EXTRACT PROVIDED -
---------------

Tait, Peter Guthrie

(1831-1901), physicist and mathematician

by Crosbie Smith

© Oxford University Press 2004 All rights reserved

Tait, Peter Guthrie (1831-1901), physicist and mathematician, was born on 28 April 1831 at Dalkeith, near Edinburgh, the only son among the three children of John Tait (d. c.1840), secretary to Walter Francis Scott, fifth duke of Buccleuch, and his wife, Mary Ronaldson. In his very early years Peter attended Dalkeith grammar school. On the death of her husband, Mary Tait and her children moved to Edinburgh where Peter spent about a year at Circus Place School prior to entering Edinburgh Academy in 1841. Eventually the children lived in Somerset Cottage, the home of their maternal uncle John Ronaldson. He was a banker with a keen interest in field sciences, and fostered Peter's scientific interests with geological rambles in summer, astronomical observations in winter, and experiments with the new art of photography. At the age of about thirteen, for example, Peter charted the positions of Jupiter's satellites on successive nights over a two-week period.

At the academy Tait spent his first four years studying classics under James Cumming, whose popularity inspired the formation in 1850 of the gentlemanly Cumming Club, consisting of the surviving members of the sixty-strong class of 1841. Throughout his six years at the academy, Tait headed his class as dux. In 1846 he competed against Lewis Campbell and James Clerk Maxwell (his seniors by one year) for the Edinburgh Academical Club prize; Campbell was first and Tait third overall but in mathematics the order was Tait, Campbell, Maxwell. The following year Maxwell was second and Tait third, while in mathematics Maxwell came first and Tait second. A culture of gentlemanly competition characterized the close friendship between Tait and Maxwell until the latter's death in 1879.

For his one session (1847-8) at Edinburgh University, Tait enrolled in the two highest of Philip Kelland's mathematical classes and entered himself in the highest of three divisions in James David Forbes's natural philosophy class, contrary to the advice of the professor to begin in the second division. Forbes afforded Tait an opportunity to combine mathematical and practical skills in the calculation of the sizes of wooden discs making up models of catenaries of various forms for the Natural Philosophy Museum.

---------------

DATA LISTING -
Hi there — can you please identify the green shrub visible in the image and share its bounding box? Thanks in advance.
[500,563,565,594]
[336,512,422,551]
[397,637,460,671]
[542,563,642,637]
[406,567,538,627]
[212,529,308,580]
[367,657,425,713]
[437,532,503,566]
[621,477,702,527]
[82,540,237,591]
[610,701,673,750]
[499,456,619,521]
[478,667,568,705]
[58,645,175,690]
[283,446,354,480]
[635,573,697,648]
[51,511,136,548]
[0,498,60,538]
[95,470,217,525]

---------------

REQUEST -
In the Peter Guthrie Tait biography, what did Tait chart at the age of about thirteen?

THE REPLY -
He charted the positions of Jupiter's satellites on successive nights over a two-week period.